:: Passage to read ::
** begin **

If you were a victim of crime, would you want to meet the offender?

What would you say to them?

A burglary victim might, for example, want to talk about the inconvenience, the hassle of sorting out the mess and replacing what has been stolen.

They could spell out that some things - just objects to an outsider - are completely irreplaceable, and how sentimental value outweighs any financial cost.

But we all know that actions have unintended consequences, and burglary isn't just about what's been taken, it's about what's been left behind too.

As so many victims tell my charity when they come to us for support, the real impact is far more profound, and traumatic, than material loss.

It's waking up in the night at the slightest noise and wondering, is there someone downstairs? Or the feeling of dread in the stomach as they turn the key in the door - could someone have broken in again? 

Fear that lingers as they go about day-to-day life, long after windows and locks are repaired, and insurance claims filed.

Put simply, I doubt that any burglar really appreciates the sense of violation that comes from having your home and personal space so ruthlessly and thoughtlessly intruded upon.

If you're a victim, you might want to try and make that offender understand - in some small way - the real effect that their actions have had upon you and your family. It might help you move on, and it might help them not do it again.

That's why Victim Support believes well planned restorative justice (RJ) can be so beneficial for victims.

...As I've said before in this blog, of course victims want to see offenders punished for what they've done. But making sure they understand the consequences of their actions, is important to them too. And we know that RJ can be an effective way of breaking the cycle of reoffending.

Whether it is face to face conferencing, repairing damage, or reparation to the wider community through voluntary work, done properly, and led by what the victim wants and needs, RJ undoubtedly gives victims a more personal resolution to their case. It empowers them as decision-makers in a criminal justice system where they so often feel side-lined.

I'm very pleased that the new Victims Code for the first time gives victims the right to be informed about the RJ options open to them in their area.

Add to this the new funding for RJ that is being given to police and crime commissioners and charities, then we are seeing that a welcome change is now backed with money and has a real chance of improving outcomes on the ground.

To those who suggest RJ is a soft option, offenders who have had to face up to the consequences of their actions so directly, may disagree. I certainly think anything that challenges the attitudes of persistent criminals must be right.

** end **

:: Stated exercise A ::
Name the forms of restorative justice that the blog post on meeting offenders lists.
The text and the rows come from separate, unrelated sources.

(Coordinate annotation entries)
** begin **

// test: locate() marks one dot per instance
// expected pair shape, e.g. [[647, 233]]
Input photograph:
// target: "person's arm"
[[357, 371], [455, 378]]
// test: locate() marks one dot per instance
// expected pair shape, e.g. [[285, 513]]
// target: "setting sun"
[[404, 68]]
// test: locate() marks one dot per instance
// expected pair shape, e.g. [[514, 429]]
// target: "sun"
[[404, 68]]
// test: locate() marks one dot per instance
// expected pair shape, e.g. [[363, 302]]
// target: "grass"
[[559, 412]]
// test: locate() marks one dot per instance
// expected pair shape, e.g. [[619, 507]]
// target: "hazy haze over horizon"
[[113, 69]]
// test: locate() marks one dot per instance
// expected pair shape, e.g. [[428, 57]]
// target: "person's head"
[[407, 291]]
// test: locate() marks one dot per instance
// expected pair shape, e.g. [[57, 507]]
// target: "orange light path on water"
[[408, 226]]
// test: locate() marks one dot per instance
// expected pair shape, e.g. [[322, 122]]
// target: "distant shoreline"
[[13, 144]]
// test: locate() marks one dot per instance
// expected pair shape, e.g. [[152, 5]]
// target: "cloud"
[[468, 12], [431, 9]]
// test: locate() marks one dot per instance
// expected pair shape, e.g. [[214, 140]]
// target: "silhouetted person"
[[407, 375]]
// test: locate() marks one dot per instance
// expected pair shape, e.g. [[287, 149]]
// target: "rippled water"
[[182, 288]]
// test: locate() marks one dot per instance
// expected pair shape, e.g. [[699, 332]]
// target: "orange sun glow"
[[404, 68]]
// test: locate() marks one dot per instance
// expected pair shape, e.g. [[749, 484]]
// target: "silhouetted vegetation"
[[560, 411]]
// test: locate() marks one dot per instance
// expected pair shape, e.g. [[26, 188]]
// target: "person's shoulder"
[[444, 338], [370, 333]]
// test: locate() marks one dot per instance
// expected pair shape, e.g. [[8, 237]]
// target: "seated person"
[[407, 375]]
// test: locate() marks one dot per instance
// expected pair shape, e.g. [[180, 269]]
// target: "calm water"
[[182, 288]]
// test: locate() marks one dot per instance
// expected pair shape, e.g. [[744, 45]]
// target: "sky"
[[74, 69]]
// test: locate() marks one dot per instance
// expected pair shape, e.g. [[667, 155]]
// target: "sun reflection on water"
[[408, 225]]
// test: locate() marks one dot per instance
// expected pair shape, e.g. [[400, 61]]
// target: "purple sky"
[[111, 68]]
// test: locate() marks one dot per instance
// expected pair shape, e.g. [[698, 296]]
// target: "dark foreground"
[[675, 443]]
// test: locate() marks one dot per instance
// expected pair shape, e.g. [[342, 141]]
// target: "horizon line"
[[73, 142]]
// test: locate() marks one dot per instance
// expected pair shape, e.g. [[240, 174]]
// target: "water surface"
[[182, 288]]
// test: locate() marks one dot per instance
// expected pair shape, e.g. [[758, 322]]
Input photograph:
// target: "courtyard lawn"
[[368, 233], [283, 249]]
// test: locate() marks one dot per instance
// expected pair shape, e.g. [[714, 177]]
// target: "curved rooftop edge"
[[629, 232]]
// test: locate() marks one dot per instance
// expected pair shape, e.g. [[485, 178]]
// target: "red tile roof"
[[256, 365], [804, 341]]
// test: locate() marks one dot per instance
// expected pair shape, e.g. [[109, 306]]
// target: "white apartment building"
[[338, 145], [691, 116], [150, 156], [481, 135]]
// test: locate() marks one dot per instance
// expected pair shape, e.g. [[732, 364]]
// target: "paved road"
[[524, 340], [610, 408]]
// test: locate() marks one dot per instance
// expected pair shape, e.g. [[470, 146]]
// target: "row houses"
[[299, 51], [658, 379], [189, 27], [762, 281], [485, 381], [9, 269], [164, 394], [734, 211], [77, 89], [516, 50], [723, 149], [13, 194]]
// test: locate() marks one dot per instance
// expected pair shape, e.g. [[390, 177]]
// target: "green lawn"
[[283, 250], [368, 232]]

** end **

:: Stated exercise B ::
Locate every line in the rows that contains the word "water", and copy each one in full.

:: Exercise result A ::
- Face to face conferencing
- Repairing damage
- Reparation to the wider community through voluntary work

:: Exercise result B ::
// target: "orange light path on water"
// target: "rippled water"
// target: "calm water"
// target: "sun reflection on water"
// target: "water surface"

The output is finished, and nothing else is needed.